List of tasks:
**1)** Summarize the research report on vision-model attention in two sentences.
**2)** Please continue the research report on vision-model attention, picking up after its last sentence.

Excerpted text:
*** Block opens ***

Final Research Report
Self-Supervised Learning ViT Models
Expert-grounded attention study testing whether vision models look at the architectural evidence human experts mark as diagnostic.
Abstract
Self-supervised vision models achieve strong downstream performance, but high classification accuracy alone does not reveal whether those models attend to the same visual evidence that human experts consider diagnostically important. This project studies that question in the WikiChurches setting, where expert bounding boxes identify architectural features such as arches, windows, towers, and facade elements that matter for style recognition.
The report evaluates seven vision models across self-distillation, masked autoencoding, multimodal contrastive pretraining, and a supervised CNN baseline, then measures attention alignment against 631 expert boxes on 139 annotated church images using IoU, Coverage, MSE, KL divergence, and EMD.
Results
DINOv3 is the strongest frozen spatial-prior model.
It leads the default-method benchmark on IoU@90, Coverage, KL, and EMD, and is the only model to clear all calibrated continuous baselines across MSE, KL, and EMD.

*** Block closes ***

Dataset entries
*** Block opens ***

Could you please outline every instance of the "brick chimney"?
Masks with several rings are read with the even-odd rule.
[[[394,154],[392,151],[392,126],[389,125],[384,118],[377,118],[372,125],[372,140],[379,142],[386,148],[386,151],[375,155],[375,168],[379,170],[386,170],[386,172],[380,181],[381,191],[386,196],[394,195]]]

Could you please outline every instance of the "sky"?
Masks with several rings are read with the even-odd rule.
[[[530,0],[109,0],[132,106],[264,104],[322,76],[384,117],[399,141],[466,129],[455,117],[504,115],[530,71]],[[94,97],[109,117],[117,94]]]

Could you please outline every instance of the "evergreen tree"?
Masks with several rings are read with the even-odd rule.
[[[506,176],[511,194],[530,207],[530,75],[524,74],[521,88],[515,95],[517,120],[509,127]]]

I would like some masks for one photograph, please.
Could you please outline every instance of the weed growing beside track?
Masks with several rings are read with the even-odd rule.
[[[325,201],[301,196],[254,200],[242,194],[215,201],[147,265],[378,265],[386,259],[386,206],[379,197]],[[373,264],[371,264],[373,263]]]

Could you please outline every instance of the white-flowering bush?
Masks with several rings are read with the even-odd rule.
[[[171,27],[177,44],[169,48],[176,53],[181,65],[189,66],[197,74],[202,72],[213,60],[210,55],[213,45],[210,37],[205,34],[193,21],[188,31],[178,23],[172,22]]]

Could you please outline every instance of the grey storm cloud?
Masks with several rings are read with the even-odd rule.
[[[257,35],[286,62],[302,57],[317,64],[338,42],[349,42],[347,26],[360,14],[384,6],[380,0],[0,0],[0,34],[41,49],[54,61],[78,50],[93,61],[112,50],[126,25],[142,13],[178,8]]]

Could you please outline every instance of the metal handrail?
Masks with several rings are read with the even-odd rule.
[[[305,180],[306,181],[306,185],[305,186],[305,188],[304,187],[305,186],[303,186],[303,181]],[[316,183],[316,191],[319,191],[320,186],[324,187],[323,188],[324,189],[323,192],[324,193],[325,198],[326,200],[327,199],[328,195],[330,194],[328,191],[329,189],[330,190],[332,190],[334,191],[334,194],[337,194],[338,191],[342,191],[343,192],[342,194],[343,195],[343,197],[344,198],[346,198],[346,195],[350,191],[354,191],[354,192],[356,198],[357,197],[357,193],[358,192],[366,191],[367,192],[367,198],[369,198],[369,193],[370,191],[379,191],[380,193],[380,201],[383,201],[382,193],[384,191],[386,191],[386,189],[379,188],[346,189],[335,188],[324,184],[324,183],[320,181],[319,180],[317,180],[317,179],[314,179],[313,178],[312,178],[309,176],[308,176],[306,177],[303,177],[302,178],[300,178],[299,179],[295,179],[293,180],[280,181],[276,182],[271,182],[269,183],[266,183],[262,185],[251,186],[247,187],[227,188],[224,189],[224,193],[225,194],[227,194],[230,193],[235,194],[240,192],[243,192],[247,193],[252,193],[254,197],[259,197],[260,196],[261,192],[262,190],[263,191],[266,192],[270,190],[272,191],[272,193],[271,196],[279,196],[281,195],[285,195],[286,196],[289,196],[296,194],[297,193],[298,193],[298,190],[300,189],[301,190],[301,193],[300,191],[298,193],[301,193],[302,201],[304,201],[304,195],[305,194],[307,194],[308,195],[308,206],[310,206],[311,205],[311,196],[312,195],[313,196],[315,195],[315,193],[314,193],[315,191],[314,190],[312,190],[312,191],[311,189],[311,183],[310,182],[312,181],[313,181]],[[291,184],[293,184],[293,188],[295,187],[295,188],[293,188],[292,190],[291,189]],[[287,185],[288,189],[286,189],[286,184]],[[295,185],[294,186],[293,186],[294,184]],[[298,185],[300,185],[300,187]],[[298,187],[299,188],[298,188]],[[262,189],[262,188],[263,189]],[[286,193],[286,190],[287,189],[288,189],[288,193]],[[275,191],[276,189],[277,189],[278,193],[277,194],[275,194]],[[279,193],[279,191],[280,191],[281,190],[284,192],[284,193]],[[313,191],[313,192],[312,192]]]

*** Block closes ***

Answers given:
**1)** The report asks whether self-supervised vision models attend to the architectural evidence that experts mark as diagnostic in the WikiChurches setting. It tests seven models against 631 expert boxes on 139 church images using IoU, Coverage, MSE, KL divergence, and EMD, and it finds that DINOv3 is the strongest frozen spatial-prior model and the only one to clear all calibrated continuous baselines.

**2)**
Fine-tuning helps, but unevenly.
CLIP gains the most after full fine-tuning, while MAE's largest shift appears around Renaissance pediment geometry. DINO mostly preserves an already useful frozen alignment.
The easy cases are shared across model families.
Frozen DINOv3 alignment predicts where CLIP improves after fine-tuning, suggesting the hard examples are often hard because the expert-marked feature is small, thin, peripheral, or visually entangled.
Head specialization is sparse and descriptive.
DINO-family dominant heads stay stable, MAE is partly reshaped, and CLIP reorganizes toward later adapted heads. The clearest alignments sit on larger structures such as portals, arches, and rose windows.